Start of Source data

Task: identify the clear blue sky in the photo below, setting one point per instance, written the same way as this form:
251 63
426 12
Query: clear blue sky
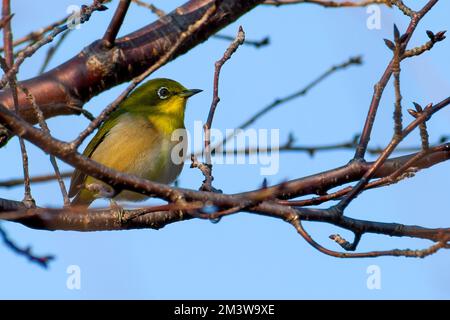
247 256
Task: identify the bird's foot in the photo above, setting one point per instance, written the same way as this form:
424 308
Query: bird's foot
118 209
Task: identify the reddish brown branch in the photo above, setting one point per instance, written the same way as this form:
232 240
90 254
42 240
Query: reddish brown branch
380 86
97 69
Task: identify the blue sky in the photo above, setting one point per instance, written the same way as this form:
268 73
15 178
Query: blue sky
247 256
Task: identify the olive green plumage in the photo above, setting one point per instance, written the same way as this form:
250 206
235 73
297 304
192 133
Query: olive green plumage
136 139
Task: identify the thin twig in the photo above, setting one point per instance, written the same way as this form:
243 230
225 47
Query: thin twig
240 37
52 50
6 66
380 86
46 129
328 4
116 22
43 261
277 102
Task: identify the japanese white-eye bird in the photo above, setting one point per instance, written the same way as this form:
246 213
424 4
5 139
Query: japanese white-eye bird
137 139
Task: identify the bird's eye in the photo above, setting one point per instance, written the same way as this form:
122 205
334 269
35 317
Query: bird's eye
163 93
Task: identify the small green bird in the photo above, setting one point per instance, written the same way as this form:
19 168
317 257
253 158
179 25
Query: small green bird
136 139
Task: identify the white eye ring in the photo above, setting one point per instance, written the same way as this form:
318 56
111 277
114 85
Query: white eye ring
163 93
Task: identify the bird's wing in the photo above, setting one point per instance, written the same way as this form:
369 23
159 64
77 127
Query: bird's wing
78 177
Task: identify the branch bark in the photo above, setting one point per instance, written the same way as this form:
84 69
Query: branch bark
97 68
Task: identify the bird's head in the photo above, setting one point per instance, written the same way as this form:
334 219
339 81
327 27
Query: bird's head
164 97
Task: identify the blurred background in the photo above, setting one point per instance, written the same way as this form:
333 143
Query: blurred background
247 256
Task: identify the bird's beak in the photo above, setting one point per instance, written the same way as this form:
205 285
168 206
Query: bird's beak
189 93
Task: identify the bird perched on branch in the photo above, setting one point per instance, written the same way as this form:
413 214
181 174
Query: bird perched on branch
137 139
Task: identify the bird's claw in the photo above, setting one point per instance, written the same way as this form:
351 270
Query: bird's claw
119 210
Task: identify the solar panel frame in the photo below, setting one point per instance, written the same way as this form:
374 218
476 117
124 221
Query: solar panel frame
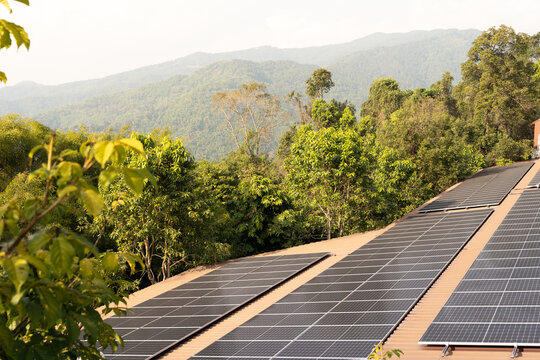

End of Source data

Work instruction: Show all lines from the data that contain "below".

Task answer:
Task: identify the clear blue sky in the photo below, setting one point per instance, written the same way as this form:
Task: identify the solar panel frame in the photo below, setting one point per instance, written the same way as this form:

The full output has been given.